Your task
Return the passage from "These are just" to "day-to-day financial markets." in the text below on experience and banking, copied word for word.

Text section

David Attenborough is 97 in a month’s time. His latest broadcast of genius, Wild Isles, is typically intoxicating. Ken Bruce, a youthful 72, this morning has begun his new career on Greatest Hits Radio (and yes, I am listening as I am typing, and scored 18 and 27 on Pop Master). Last week I saw on LinkedIn a report of a meeting someone had just had with the 99 year-old Charlie Munger. His sidekick, Warren Buffett, is a mere 92.
These are just some casual observations that experience, possibly, still has a certain merit in life. There are virtues in having been around the block a few times, having seen water pass under innumerable bridges, having been there and seen that, a graduate from the university of hard knocks.
I was searching the omniscient tinterweb for synonyms to assist my list of descriptions of ‘experience’. One of the more prominent and, may I say, less helpful websites suggested that I should contemplate using the following: ancient, antediluvian, antiquated, gray (sic), shot, creaky, moth-eaten, over the hill, passé, senescent and worse for wear. I have of course been selective in my choices, but there is a certain something that those of us who are moth-eaten and antiquated can bring to the understanding of the incessant madness that drives day-to-day financial markets.
Whilst I was improving my first-hand experience of winter sunshine last month, apparently there was a banking crisis. I know this, because I read it. Apparently Nessie has been seen again as well, but if I went to Loch Ness I am not completely sure that I would be able to corroborate that. Equally, as I scan the world around East Cornwall, so I am unable to see the financial institutions of the world crumbling around me. It was a little different in 2008. It is a fact of Planet Earth that bad businesses go bust from time to time. There is nothing in the rules of Planet Earth that says banks have to be sensible, well run and prudent institutions. Indeed, the very concept is probably causing widespread mirth. What we had was the coincidence of a couple of very silly American banks and one notoriously mismanaged Swiss one going belly up at the same time.
If we can quickly return to 2008, the great banking crisis was essentially caused by the lunacy of innumerable banks having invested money that they didn’t have into things that didn’t exist. It was not a great plan. It is an odd truism of the banking industry that everyone is the breath of a hare (sic) away from insolvency. No one has enough money to give all the depositors their cash back if they want it. The whole shooting match is shored up on that most human of emotions: trust.

Data
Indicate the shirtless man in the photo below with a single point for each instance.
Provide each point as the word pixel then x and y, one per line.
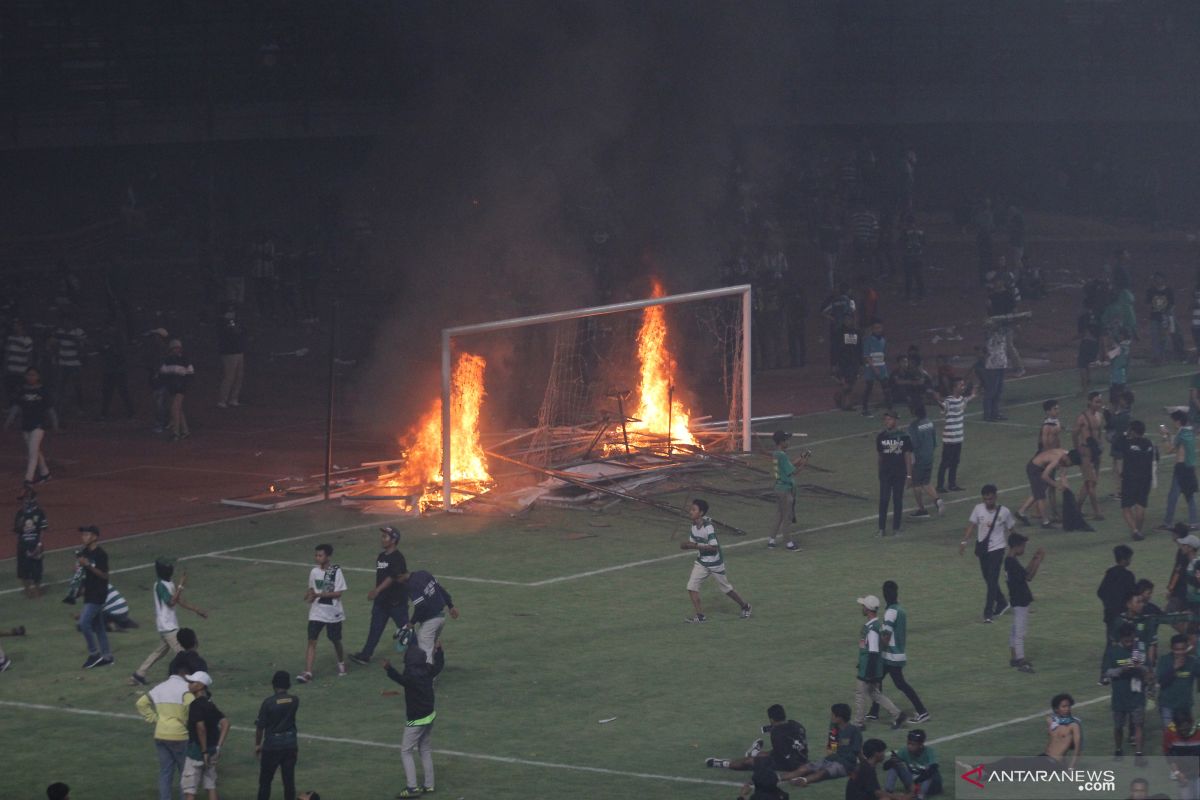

Solution
These are just some casual observations that experience, possibly, still has a certain merit in life. There are virtues in having been around the block a few times, having seen water pass under innumerable bridges, having been there and seen that, a graduate from the university of hard knocks.
I was searching the omniscient tinterweb for synonyms to assist my list of descriptions of ‘experience’. One of the more prominent and, may I say, less helpful websites suggested that I should contemplate using the following: ancient, antediluvian, antiquated, gray (sic), shot, creaky, moth-eaten, over the hill, passé, senescent and worse for wear. I have of course been selective in my choices, but there is a certain something that those of us who are moth-eaten and antiquated can bring to the understanding of the incessant madness that drives day-to-day financial markets.